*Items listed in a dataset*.
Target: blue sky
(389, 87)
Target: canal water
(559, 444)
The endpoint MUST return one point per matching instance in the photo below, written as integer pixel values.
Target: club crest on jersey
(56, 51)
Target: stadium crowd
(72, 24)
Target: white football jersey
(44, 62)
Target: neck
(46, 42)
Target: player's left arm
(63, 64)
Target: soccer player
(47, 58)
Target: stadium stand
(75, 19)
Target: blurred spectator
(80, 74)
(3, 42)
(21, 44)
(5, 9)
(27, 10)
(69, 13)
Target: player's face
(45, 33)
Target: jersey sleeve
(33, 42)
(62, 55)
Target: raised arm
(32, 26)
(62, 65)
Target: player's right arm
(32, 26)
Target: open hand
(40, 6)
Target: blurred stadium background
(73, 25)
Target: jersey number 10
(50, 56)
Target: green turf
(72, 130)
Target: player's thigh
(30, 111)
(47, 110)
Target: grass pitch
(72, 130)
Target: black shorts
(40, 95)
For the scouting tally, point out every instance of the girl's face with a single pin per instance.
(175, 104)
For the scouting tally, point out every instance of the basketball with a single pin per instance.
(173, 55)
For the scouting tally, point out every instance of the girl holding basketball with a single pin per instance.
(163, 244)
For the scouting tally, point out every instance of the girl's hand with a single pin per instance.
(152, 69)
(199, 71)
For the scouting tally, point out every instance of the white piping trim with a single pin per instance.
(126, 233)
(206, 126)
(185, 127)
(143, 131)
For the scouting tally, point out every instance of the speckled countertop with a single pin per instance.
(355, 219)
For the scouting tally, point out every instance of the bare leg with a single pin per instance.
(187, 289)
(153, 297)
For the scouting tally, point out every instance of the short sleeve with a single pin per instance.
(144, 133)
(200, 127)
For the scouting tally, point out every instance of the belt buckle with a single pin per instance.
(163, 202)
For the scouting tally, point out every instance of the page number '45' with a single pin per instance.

*REQUIREMENT*.
Could you restate the records above word for word?

*REPLY TO THE EXERCISE*.
Target: blue sky
(389, 87)
Target: canal water
(559, 444)
The endpoint MUST return one point per matching instance in the photo below, written as integer pixel values.
Target: club crest on jersey
(56, 51)
Target: stadium crowd
(72, 24)
Target: white football jersey
(44, 62)
Target: neck
(46, 42)
Target: player's left arm
(63, 64)
Target: soccer player
(47, 58)
Target: stadium stand
(75, 19)
Target: blurred spectator
(80, 74)
(3, 42)
(21, 44)
(5, 9)
(27, 10)
(69, 13)
Target: player's face
(45, 33)
Target: jersey sleeve
(33, 42)
(62, 55)
Target: raised arm
(32, 26)
(62, 65)
Target: player's right arm
(32, 26)
Target: open hand
(40, 6)
Target: blurred stadium background
(73, 25)
Target: jersey number 10
(50, 56)
Target: green turf
(72, 130)
Target: player's thigh
(30, 111)
(47, 110)
Target: grass pitch
(72, 130)
Target: black shorts
(40, 95)
For the scouting tally, point out every instance of the girl's face with a single pin per instance.
(175, 104)
For the scouting tally, point out every instance of the basketball with a single pin per instance.
(173, 55)
For the scouting tally, point out every instance of the girl holding basketball with a single pin per instance.
(163, 244)
For the scouting tally, point out every instance of the girl's hand with a single pin per instance.
(152, 69)
(199, 71)
For the scouting tally, point out every instance of the white piping trim with a single pin per instance.
(126, 233)
(206, 126)
(185, 127)
(143, 131)
For the scouting tally, point out every instance of the speckled countertop with a single pin per instance.
(355, 219)
For the scouting tally, point out every instance of the bare leg with a single pin per instance.
(187, 289)
(153, 297)
For the scouting tally, point out every instance of the short sleeve with a single pin per instance.
(144, 133)
(200, 127)
For the scouting tally, point out every instance of the belt buckle with a single pin per instance.
(163, 202)
For the scouting tally, point out every instance of the page number '45' with a single pin per instance.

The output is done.